• _Texto citado_:

• • • •

Tiene que ser complicado que te consideren una persona adecuada para presentar libros, así, en general. No digo "un libro", porque podría parecer entonces que esa elección estaría fundada por la biografía vital, profesional, artística o académica. Digamos que eres abogado o juez y te piden que presentes el libro de un jurista sobre legislación mercantil: parece correcto. Lo mismo, si uno es ingeniero civil y un colega quiere que le presentes su libro sobre puentes colgantes. En fin, que cada cual saque un ejemplo. Digo que es complicado porque, en rigor, el presentador debería haber leído el libro y juzgado que es bueno. Se supone que su experiencia profesional y su prestigio tienen algo que ver con ello. El asunto tiene sus matices, no obstante.

En el ámbito literario, suele ser común que un escritor o escritora presente la nueva novela de otro autor. Es lo normal. Sin embargo, el problema surge cuando ese escritor (o escritora) se desdobla como presentador habitual. Ya no nos encontramos con que acuda a arropar con su presencia y sus palabras a un colega amigo o a un antiguo alumno de taller de escritura (gracias al cual paga Netflix o la conexión a la fibra óptica) estimulado por la calidad de la obra. No: se transforma él mismo en una categoría sociológica, y donde quiera que se presente un libro, tenemos un elevado índice de probabilidad de encontrárnoslo en el foro destinado a la ocasión: museo, casa-museo, salón de actos, hotel, librería, biblioteca, carpa, terraza, bar, buhardilla o sótano.

• • • •

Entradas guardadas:
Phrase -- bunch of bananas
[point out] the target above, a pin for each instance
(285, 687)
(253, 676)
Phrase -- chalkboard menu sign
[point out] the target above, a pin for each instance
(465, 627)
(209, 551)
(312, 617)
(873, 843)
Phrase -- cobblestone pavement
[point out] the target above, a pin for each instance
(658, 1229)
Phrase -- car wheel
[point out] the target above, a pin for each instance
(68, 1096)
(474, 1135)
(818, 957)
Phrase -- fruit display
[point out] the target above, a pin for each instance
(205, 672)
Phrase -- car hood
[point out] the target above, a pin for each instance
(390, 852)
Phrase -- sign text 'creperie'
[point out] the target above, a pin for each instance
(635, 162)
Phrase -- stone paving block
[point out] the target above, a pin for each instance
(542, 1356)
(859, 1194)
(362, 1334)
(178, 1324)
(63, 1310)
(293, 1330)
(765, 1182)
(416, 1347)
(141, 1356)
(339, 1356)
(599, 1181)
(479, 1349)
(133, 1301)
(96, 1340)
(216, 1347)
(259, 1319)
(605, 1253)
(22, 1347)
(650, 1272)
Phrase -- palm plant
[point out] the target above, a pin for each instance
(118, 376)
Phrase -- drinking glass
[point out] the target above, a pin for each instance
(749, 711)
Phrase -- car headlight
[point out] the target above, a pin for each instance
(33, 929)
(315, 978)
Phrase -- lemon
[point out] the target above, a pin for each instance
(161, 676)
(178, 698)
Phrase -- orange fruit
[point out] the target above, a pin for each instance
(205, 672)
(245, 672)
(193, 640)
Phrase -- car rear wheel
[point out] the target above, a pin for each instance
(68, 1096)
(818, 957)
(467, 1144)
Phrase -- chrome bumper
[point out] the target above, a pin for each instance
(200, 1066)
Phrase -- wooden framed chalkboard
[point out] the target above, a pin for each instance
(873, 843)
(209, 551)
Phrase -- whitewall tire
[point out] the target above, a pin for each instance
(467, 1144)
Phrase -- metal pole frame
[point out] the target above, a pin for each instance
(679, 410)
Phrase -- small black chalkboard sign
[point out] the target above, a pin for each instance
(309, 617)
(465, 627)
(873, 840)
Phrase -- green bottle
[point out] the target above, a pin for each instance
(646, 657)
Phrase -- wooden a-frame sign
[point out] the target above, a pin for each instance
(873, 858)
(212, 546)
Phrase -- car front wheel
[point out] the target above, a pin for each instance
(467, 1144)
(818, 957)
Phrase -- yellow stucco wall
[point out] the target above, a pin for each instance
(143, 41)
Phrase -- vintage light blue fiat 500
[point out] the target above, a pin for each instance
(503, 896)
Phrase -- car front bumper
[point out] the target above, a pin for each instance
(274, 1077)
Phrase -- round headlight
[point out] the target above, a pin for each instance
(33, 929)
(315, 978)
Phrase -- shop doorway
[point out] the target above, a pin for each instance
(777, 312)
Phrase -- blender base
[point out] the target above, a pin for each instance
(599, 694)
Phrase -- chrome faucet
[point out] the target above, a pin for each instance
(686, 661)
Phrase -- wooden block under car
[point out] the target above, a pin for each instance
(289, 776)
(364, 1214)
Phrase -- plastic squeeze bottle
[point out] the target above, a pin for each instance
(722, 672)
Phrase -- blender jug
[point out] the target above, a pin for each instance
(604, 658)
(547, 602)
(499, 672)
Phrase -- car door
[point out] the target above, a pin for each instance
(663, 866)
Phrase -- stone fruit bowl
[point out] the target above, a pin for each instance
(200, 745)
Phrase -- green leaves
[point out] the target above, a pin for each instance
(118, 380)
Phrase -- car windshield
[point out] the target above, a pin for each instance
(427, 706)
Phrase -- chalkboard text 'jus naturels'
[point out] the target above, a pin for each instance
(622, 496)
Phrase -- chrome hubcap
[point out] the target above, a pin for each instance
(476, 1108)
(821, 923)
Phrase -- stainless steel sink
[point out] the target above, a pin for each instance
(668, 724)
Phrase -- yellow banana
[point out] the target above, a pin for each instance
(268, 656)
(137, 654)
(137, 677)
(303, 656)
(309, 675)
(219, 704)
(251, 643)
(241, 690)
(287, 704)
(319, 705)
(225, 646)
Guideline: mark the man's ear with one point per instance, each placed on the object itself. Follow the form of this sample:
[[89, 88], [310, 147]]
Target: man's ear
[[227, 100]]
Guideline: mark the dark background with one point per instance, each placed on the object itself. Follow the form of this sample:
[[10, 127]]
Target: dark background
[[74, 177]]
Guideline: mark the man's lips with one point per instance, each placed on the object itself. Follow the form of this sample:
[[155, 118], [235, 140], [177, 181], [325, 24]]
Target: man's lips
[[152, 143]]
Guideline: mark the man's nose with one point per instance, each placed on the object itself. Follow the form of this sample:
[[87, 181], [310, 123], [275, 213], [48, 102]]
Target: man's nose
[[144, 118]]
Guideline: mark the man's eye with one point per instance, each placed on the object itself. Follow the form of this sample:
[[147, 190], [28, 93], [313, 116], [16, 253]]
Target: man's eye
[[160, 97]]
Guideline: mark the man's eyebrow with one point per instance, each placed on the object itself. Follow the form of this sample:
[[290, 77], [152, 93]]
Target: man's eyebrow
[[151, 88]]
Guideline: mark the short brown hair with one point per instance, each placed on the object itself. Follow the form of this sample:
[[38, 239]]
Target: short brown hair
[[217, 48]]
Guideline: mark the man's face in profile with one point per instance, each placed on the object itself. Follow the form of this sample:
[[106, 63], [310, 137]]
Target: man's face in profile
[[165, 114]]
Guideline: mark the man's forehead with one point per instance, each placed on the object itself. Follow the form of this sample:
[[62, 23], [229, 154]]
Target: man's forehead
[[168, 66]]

• • • •

• _Enunciado del ejercicio_:
Del texto sobre los presentadores de libros, reescribe de forma más breve el párrafo que comienza con «En el ámbito literario» y conserva sus datos principales.

• _El resultado_:
En el mundo literario es normal que un escritor o escritora presente la nueva novela de otro autor. El problema surge cuando ese escritor se convierte en presentador habitual. Ya no acude a apoyar a un colega amigo o a un antiguo alumno de taller de escritura porque le estimule la calidad de la obra. Se vuelve él mismo una categoría sociológica. Dondequiera que se presente un libro, es muy probable encontrarlo allí, ya sea en un museo, una biblioteca, una librería, un bar, una buhardilla o un sótano.